ENUNCIADO ::
Renomeie "negative clicks" para "negative points" em todo o material e reproduza as linhas com essa única alteração. Omita as imagens na resposta.

___ OS DADOS

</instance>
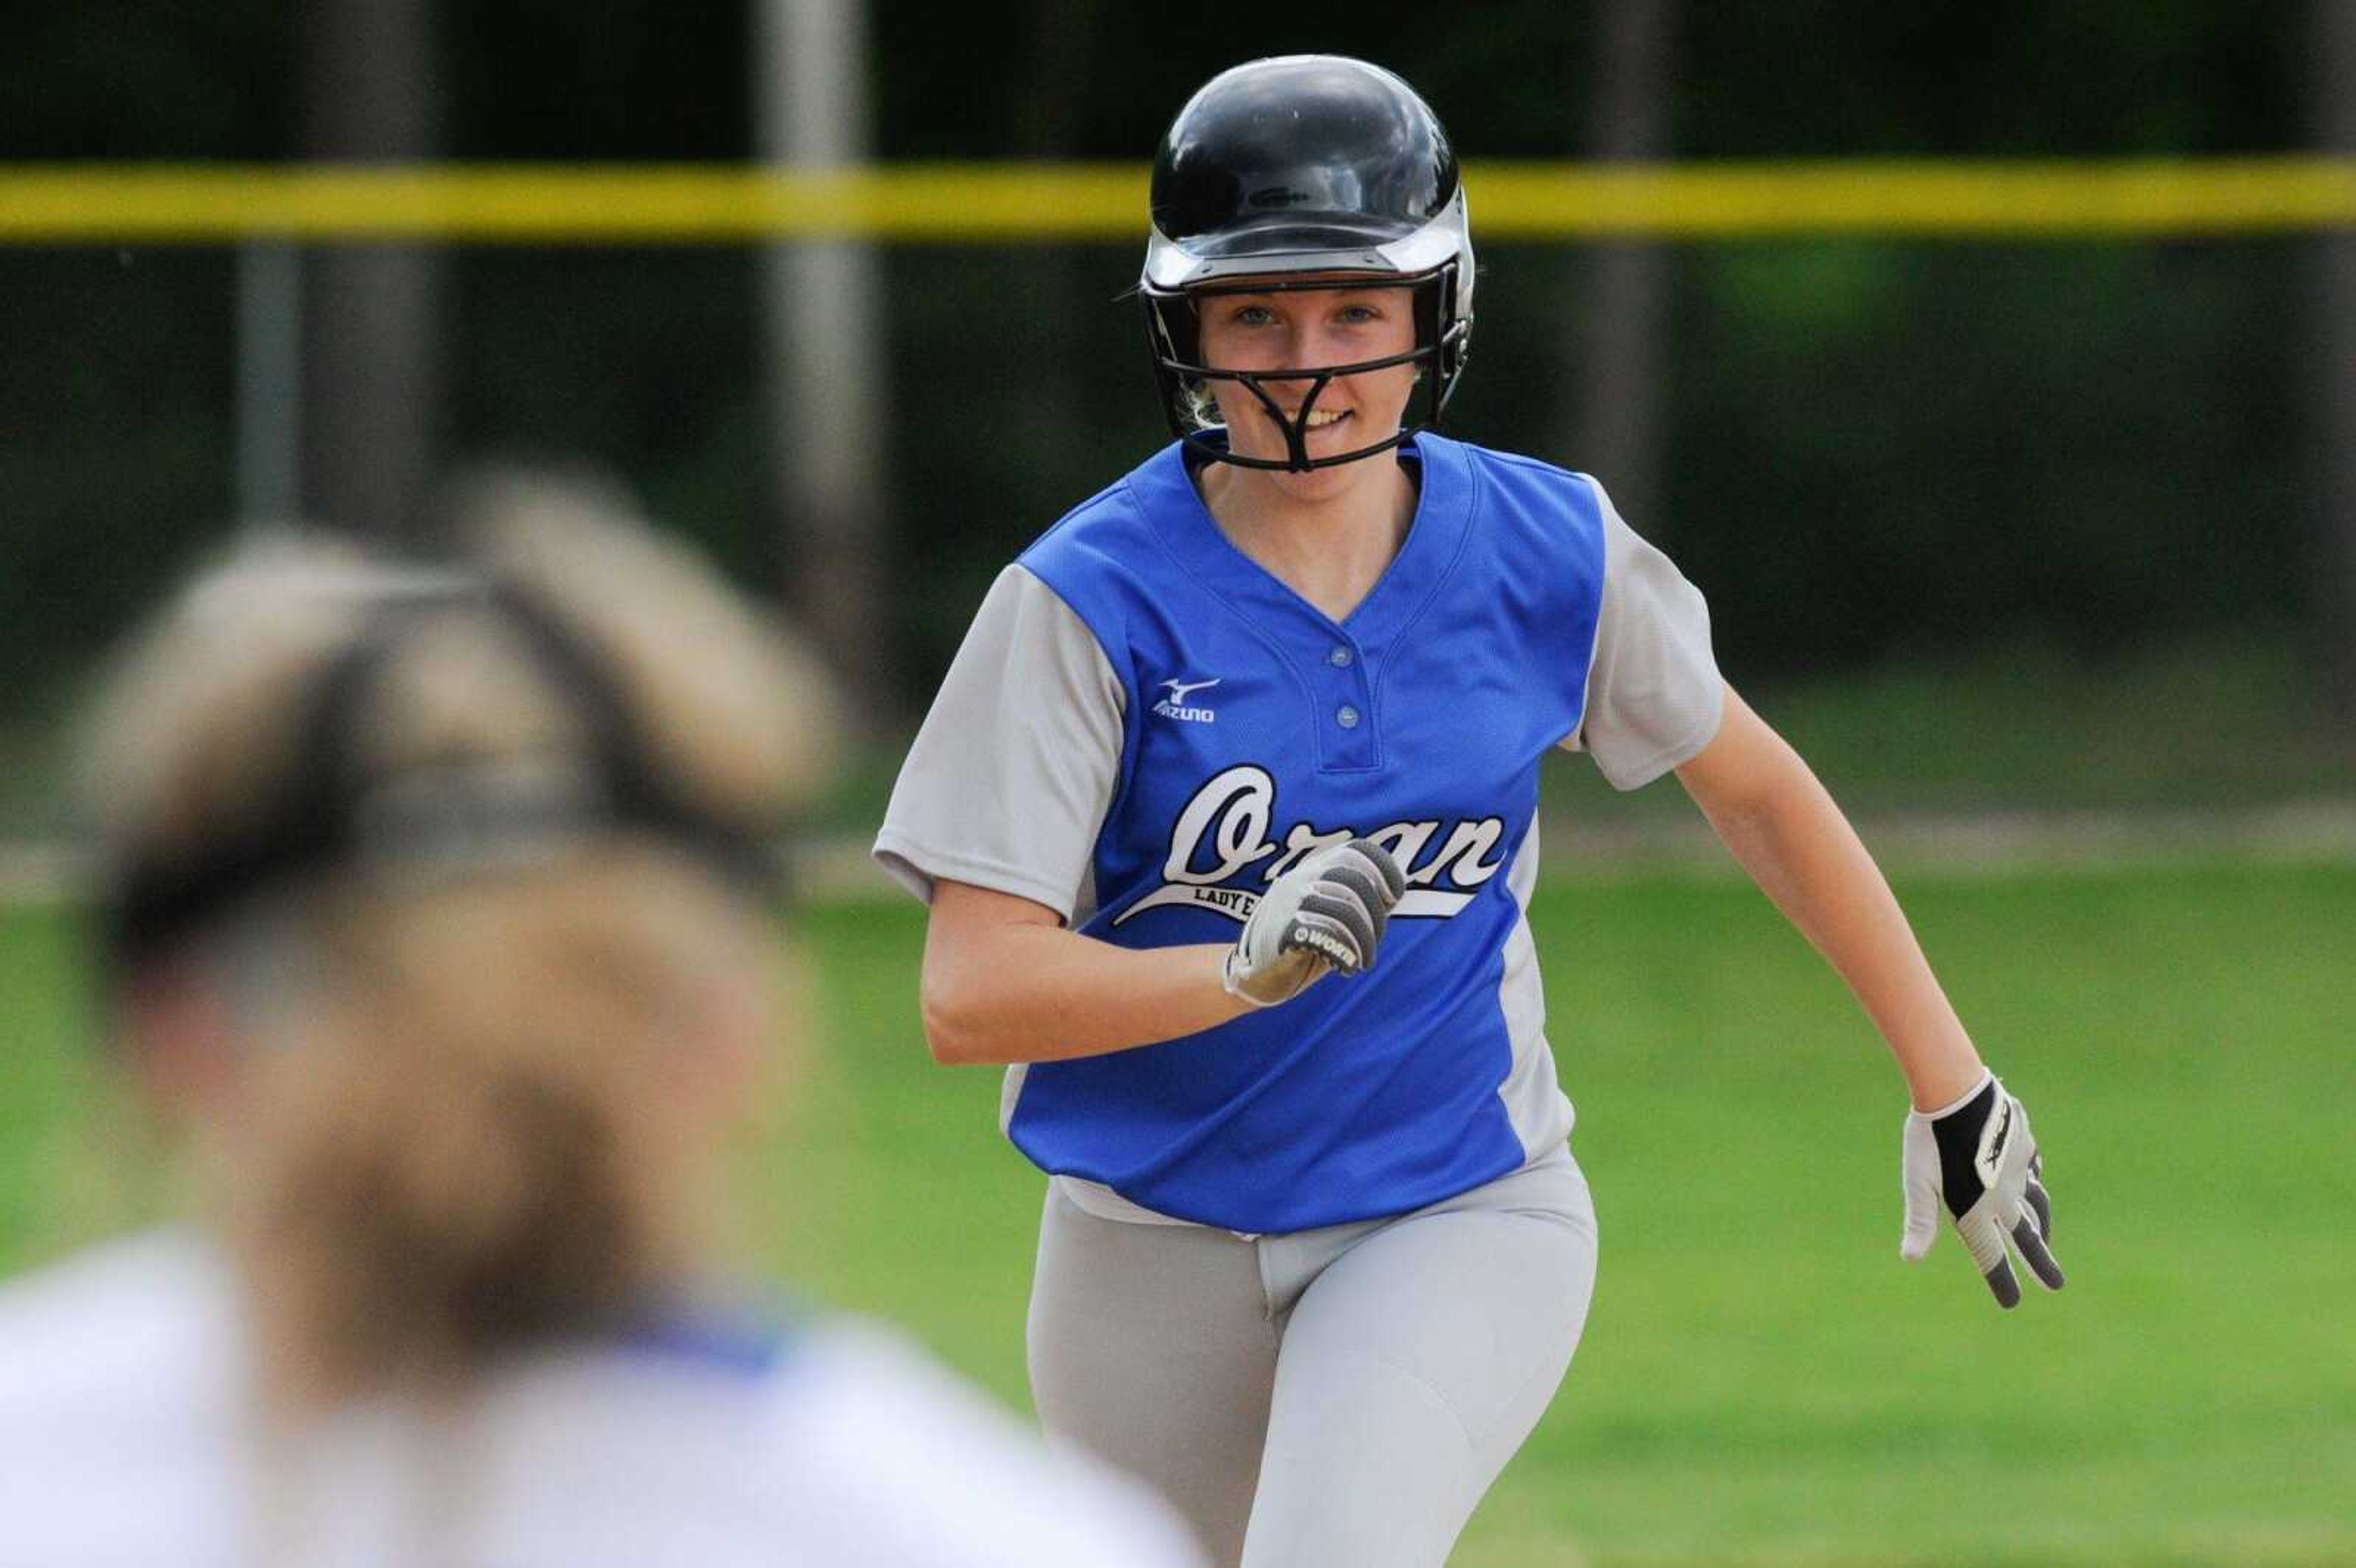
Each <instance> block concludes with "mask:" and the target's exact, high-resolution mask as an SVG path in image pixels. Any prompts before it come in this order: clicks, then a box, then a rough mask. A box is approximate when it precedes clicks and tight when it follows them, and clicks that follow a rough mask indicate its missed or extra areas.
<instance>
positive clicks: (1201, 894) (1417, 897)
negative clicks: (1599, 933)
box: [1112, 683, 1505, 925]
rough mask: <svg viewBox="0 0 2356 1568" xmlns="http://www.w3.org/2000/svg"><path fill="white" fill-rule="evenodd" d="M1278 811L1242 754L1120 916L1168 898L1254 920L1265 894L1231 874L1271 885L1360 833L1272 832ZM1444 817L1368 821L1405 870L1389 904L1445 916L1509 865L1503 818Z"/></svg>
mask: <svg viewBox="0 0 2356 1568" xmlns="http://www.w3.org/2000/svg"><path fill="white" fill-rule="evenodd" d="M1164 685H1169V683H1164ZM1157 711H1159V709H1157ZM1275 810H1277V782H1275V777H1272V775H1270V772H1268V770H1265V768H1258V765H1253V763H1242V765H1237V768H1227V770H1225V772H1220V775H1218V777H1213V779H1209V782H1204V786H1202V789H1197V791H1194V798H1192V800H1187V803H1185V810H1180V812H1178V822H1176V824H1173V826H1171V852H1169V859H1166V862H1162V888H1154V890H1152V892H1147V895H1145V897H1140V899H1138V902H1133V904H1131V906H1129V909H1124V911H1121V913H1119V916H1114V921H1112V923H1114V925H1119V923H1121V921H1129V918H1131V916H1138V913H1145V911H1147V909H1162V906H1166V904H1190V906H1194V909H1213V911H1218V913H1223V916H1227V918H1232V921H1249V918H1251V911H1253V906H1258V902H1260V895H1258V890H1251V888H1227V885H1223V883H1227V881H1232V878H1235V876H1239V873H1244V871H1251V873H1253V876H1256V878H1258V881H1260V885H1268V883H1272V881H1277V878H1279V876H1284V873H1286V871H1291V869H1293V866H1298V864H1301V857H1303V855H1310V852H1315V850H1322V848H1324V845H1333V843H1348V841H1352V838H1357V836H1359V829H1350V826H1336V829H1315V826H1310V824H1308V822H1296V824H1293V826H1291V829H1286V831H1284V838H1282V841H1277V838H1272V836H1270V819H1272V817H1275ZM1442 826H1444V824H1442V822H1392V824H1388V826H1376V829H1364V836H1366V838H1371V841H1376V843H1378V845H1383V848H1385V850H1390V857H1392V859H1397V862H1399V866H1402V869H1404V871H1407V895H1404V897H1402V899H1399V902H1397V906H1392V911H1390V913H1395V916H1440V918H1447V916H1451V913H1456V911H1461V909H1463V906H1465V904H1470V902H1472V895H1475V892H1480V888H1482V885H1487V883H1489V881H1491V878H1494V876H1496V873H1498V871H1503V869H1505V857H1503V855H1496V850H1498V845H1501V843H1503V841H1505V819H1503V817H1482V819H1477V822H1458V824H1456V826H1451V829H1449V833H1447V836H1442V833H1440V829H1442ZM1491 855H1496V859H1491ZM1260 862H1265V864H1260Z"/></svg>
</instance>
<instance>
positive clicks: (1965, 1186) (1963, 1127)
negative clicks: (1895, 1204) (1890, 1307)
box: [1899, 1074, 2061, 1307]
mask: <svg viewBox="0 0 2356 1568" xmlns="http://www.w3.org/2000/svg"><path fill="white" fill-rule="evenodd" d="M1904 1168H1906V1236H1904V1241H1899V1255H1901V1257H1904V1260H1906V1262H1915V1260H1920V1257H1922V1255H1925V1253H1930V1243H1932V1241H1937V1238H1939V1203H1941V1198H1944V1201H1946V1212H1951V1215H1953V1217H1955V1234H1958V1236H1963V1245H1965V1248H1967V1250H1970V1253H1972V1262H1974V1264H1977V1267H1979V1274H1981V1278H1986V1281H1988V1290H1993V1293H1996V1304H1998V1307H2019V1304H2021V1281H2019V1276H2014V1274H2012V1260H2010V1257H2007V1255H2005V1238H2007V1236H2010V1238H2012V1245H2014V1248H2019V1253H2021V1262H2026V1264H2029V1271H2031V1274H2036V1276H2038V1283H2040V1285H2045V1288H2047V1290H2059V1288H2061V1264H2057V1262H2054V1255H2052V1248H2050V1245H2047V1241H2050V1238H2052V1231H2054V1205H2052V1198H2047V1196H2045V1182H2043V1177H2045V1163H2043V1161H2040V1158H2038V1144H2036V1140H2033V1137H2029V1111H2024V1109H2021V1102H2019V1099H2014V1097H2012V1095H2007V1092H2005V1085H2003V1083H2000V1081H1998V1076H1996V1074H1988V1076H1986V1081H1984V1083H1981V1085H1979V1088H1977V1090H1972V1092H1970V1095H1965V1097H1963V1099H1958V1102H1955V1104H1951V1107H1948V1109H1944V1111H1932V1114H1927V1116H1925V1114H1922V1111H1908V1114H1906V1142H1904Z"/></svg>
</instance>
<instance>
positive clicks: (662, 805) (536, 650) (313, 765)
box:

______

RESULTADO DO EXERCÍCIO ::
</instance>
Each <instance> block concludes with "mask:" and the target's exact, high-resolution mask as an SVG path in image pixels. Any prompts before it come in this order: clicks, then a box, then a rough mask. A box is approximate when it precedes clicks and tight when it follows them, and clicks that follow a rough mask indicate its missed or extra areas.
<instance>
positive clicks: (1201, 894) (1417, 897)
negative points: (1599, 933)
box: [1112, 683, 1505, 925]
rough mask: <svg viewBox="0 0 2356 1568" xmlns="http://www.w3.org/2000/svg"><path fill="white" fill-rule="evenodd" d="M1278 811L1242 754L1120 916L1168 898L1254 920L1265 894L1231 874L1271 885L1360 833L1272 832ZM1444 817L1368 821L1405 870L1389 904L1445 916L1509 865L1503 818Z"/></svg>
mask: <svg viewBox="0 0 2356 1568" xmlns="http://www.w3.org/2000/svg"><path fill="white" fill-rule="evenodd" d="M1164 685H1169V683H1164ZM1157 711H1159V709H1157ZM1275 810H1277V782H1275V777H1272V775H1270V772H1268V770H1265V768H1258V765H1253V763H1242V765H1237V768H1227V770H1225V772H1220V775H1218V777H1213V779H1209V782H1204V786H1202V789H1197V791H1194V798H1192V800H1187V803H1185V810H1180V812H1178V822H1176V824H1173V826H1171V852H1169V859H1166V862H1162V888H1154V890H1152V892H1147V895H1145V897H1140V899H1138V902H1133V904H1131V906H1129V909H1124V911H1121V913H1119V916H1114V921H1112V923H1114V925H1119V923H1121V921H1129V918H1131V916H1138V913H1145V911H1147V909H1162V906H1166V904H1190V906H1194V909H1213V911H1218V913H1223V916H1227V918H1232V921H1249V918H1251V911H1253V906H1258V902H1260V895H1258V890H1251V888H1227V885H1223V883H1227V881H1232V878H1235V876H1239V873H1244V871H1251V873H1253V876H1256V878H1258V881H1260V885H1268V883H1272V881H1277V878H1279V876H1284V873H1286V871H1291V869H1293V866H1298V864H1301V857H1303V855H1310V852H1315V850H1322V848H1324V845H1333V843H1348V841H1352V838H1357V836H1359V829H1350V826H1336V829H1315V826H1310V824H1308V822H1296V824H1293V826H1291V829H1286V831H1284V838H1282V841H1277V838H1272V836H1270V819H1272V817H1275ZM1442 826H1444V824H1442V822H1392V824H1388V826H1376V829H1364V836H1366V838H1371V841H1376V843H1378V845H1383V848H1385V850H1390V857H1392V859H1397V862H1399V866H1402V869H1404V871H1407V895H1404V897H1402V899H1399V902H1397V906H1392V911H1390V913H1395V916H1440V918H1447V916H1451V913H1456V911H1461V909H1463V906H1465V904H1470V902H1472V895H1475V892H1480V888H1482V885H1487V883H1489V881H1491V878H1494V876H1496V873H1498V871H1503V869H1505V857H1503V855H1496V850H1498V845H1501V843H1503V841H1505V819H1503V817H1482V819H1477V822H1458V824H1456V826H1451V829H1449V833H1447V836H1442V833H1440V829H1442ZM1491 855H1496V859H1491ZM1260 862H1265V864H1260Z"/></svg>
</instance>
<instance>
positive clicks: (1965, 1186) (1963, 1127)
negative points: (1895, 1204) (1890, 1307)
box: [1899, 1074, 2061, 1307]
mask: <svg viewBox="0 0 2356 1568" xmlns="http://www.w3.org/2000/svg"><path fill="white" fill-rule="evenodd" d="M1904 1168H1906V1236H1904V1241H1899V1255H1901V1257H1904V1260H1906V1262H1915V1260H1920V1257H1922V1255H1925V1253H1930V1243H1932V1241H1937V1238H1939V1203H1941V1198H1944V1201H1946V1212H1951V1215H1953V1217H1955V1234H1958V1236H1963V1245H1965V1248H1967V1250H1970V1253H1972V1262H1974V1264H1977V1267H1979V1274H1981V1278H1986V1281H1988V1290H1993V1293H1996V1304H1998V1307H2019V1304H2021V1281H2019V1276H2014V1274H2012V1260H2010V1257H2007V1255H2005V1238H2007V1236H2010V1238H2012V1245H2014V1248H2019V1253H2021V1262H2026V1264H2029V1271H2031V1274H2036V1276H2038V1283H2040V1285H2045V1288H2047V1290H2059V1288H2061V1264H2057V1262H2054V1255H2052V1248H2050V1245H2047V1241H2050V1238H2052V1231H2054V1205H2052V1198H2047V1196H2045V1182H2043V1177H2045V1163H2043V1161H2040V1158H2038V1144H2036V1140H2033V1137H2029V1111H2024V1109H2021V1102H2019V1099H2014V1097H2012V1095H2007V1092H2005V1085H2003V1083H2000V1081H1998V1076H1996V1074H1988V1076H1986V1081H1984V1083H1981V1085H1979V1088H1977V1090H1972V1092H1970V1095H1965V1097H1963V1099H1958V1102H1955V1104H1951V1107H1948V1109H1944V1111H1932V1114H1927V1116H1925V1114H1922V1111H1908V1114H1906V1142H1904Z"/></svg>
</instance>
<instance>
positive clicks: (662, 805) (536, 650) (313, 765)
box:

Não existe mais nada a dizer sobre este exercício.